Locate the line that contains "box: [8, 0, 475, 260]" in the entries below, then repeat it and every following line through the line that contains "positive clicks: (95, 181)", exactly, and no others.

Records drawn from a dataset
────────────────────
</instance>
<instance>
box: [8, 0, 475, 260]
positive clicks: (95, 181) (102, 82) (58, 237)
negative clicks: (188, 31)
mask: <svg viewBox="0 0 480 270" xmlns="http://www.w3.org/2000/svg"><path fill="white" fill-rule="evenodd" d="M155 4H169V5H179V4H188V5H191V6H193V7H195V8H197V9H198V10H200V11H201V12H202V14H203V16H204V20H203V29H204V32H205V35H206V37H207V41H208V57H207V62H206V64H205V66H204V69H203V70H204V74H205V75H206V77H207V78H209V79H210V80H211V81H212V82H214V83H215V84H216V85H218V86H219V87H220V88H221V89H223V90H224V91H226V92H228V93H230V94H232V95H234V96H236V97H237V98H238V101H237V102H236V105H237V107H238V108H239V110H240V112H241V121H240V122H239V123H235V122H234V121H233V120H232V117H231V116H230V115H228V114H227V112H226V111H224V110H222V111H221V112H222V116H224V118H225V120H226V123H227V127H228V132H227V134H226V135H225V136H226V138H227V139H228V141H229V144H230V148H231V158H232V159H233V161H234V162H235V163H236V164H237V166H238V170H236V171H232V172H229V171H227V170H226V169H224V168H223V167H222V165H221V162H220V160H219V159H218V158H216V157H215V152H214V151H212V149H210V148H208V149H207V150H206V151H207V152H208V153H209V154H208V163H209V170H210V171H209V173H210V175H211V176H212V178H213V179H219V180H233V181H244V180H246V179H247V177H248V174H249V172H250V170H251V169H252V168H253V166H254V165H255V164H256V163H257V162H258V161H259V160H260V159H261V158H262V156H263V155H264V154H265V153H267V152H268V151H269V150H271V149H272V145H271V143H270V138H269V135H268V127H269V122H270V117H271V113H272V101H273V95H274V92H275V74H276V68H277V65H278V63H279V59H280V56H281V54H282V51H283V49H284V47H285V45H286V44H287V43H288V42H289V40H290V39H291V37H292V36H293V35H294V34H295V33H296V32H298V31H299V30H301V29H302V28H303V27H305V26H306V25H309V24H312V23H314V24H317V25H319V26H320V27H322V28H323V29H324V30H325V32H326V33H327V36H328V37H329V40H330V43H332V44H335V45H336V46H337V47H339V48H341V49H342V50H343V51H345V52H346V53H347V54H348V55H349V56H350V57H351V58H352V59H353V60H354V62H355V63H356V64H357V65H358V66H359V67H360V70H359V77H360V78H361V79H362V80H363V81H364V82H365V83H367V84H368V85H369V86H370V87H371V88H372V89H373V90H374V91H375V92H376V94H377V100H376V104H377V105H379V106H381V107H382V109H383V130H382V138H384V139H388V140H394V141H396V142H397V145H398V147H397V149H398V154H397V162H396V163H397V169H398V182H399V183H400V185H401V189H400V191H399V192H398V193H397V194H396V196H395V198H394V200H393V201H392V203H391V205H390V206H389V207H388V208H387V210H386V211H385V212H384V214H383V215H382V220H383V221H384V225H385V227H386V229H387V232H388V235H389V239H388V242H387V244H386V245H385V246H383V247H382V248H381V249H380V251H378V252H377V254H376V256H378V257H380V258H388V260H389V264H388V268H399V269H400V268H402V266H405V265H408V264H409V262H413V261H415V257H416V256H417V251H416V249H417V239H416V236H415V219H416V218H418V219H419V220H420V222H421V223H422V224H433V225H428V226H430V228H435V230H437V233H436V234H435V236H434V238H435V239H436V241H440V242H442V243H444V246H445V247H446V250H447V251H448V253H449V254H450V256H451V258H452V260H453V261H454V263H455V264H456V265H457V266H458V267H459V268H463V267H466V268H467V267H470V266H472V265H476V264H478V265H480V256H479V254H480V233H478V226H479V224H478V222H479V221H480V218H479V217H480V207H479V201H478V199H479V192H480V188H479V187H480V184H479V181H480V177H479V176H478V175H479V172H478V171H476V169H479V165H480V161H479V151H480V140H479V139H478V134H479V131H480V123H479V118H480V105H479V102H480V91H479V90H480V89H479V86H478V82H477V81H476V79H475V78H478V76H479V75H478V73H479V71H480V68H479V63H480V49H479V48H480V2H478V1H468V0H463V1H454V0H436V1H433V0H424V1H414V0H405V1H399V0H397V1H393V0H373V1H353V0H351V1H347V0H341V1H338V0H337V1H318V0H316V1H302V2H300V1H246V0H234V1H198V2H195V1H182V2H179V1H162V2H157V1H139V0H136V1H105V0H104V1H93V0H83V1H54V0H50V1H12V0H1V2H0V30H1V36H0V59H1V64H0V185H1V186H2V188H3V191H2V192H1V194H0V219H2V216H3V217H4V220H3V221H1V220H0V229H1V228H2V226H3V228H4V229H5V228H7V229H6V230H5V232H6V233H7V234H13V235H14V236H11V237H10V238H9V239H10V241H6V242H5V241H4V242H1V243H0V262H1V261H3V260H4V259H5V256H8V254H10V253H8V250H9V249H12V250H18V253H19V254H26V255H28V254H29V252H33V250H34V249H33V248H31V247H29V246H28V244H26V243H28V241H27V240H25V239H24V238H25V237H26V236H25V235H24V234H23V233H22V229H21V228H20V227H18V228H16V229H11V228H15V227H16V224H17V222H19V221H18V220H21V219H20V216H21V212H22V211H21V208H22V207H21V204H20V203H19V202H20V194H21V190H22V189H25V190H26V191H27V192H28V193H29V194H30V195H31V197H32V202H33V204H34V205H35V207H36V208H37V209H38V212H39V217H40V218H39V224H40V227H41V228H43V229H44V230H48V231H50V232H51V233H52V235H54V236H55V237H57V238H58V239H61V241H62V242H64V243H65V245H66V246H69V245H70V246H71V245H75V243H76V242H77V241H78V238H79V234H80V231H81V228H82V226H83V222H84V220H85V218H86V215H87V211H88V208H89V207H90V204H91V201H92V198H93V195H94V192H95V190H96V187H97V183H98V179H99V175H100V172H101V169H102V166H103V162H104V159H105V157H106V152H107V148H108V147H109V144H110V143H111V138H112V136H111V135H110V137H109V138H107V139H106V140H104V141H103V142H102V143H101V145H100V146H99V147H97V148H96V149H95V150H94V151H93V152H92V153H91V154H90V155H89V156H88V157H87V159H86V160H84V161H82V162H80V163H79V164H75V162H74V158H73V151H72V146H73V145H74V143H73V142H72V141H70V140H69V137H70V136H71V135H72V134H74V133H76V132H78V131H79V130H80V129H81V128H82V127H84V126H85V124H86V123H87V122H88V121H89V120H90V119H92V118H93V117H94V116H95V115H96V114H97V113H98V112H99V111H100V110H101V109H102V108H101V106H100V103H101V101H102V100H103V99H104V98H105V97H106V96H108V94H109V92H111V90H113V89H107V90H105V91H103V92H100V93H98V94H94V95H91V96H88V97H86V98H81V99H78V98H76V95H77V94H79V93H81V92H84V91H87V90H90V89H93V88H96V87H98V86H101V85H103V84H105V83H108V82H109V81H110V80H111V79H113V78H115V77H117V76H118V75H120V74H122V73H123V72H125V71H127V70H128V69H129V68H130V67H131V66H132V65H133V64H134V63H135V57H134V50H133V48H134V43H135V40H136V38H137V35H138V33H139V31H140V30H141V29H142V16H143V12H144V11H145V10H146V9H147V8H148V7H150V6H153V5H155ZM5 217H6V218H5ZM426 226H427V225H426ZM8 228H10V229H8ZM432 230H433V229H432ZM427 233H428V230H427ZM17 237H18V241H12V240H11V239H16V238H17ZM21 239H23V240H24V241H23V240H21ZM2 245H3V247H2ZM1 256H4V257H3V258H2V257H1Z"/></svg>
────────────────────
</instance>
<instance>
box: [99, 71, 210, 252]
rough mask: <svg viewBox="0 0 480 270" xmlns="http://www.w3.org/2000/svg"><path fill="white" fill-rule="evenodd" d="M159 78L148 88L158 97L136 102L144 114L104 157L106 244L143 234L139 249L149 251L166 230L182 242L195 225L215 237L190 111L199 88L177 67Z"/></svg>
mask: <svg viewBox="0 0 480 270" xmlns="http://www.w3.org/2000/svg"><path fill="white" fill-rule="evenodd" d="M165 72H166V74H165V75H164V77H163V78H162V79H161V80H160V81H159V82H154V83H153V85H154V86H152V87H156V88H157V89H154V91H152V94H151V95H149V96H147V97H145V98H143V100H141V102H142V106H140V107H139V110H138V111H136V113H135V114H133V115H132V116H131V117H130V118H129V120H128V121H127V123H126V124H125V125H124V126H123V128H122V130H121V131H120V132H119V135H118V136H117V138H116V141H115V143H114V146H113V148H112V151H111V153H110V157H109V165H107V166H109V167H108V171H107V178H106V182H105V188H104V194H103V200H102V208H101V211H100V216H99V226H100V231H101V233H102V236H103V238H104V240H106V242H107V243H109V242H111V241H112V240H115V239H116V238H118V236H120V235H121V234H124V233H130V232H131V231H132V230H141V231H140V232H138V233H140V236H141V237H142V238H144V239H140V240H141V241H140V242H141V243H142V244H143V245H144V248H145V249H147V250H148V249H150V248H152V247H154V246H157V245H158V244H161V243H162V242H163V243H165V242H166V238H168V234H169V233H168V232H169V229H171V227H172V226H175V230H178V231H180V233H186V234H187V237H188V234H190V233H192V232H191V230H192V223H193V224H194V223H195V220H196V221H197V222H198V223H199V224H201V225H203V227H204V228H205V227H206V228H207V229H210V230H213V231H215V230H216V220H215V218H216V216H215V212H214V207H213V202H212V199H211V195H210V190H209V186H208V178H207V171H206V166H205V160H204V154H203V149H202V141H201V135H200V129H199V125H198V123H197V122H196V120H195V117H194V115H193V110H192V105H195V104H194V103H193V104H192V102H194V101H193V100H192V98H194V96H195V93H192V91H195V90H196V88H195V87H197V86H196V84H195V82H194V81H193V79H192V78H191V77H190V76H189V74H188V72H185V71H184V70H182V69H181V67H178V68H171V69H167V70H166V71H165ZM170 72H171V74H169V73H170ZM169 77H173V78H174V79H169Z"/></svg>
────────────────────
▶ [Task answer]
box: [8, 0, 475, 260]
positive clicks: (95, 181) (102, 82) (58, 237)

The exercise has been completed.